• _EXERCISE REQUIREMENTS_
Look through the data below. Collect every line where the word "wall" occurs.

Dataset records:
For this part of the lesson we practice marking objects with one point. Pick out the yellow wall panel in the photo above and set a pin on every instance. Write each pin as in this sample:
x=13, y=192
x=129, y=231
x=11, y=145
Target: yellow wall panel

• _RESULT OF THE TASK_
For this part of the lesson we practice marking objects with one point. Pick out the yellow wall panel in the photo above and set a pin on every instance. Write each pin as in this sample:
Target: yellow wall panel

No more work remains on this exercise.